What the task asks ▸
Count the lines below that contain the string "query", with case counting, and give only the number.

Material provided ▸
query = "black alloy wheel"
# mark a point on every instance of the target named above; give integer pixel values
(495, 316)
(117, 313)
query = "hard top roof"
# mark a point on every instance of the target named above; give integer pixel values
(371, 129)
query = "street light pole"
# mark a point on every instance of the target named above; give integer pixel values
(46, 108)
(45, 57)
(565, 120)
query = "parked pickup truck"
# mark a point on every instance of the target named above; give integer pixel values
...
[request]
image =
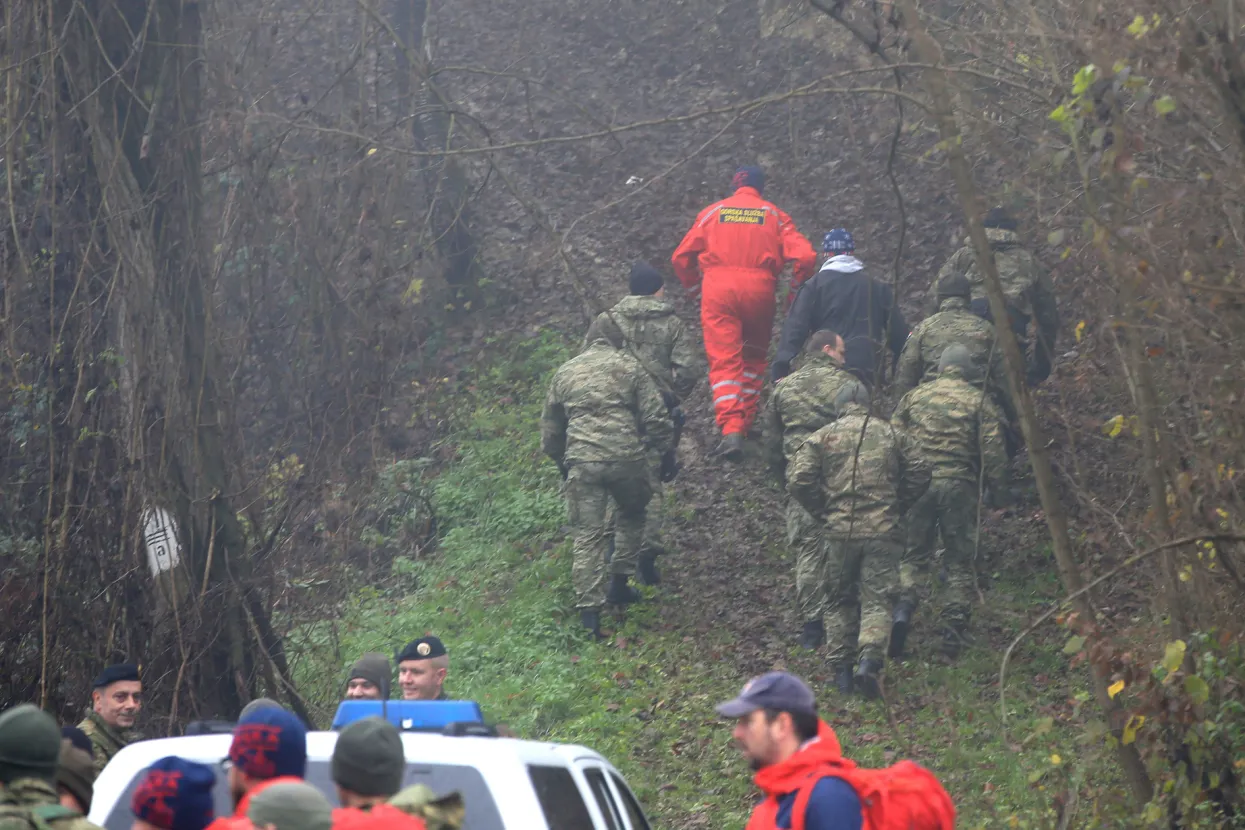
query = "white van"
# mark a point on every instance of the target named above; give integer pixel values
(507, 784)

Worked solution ▸
5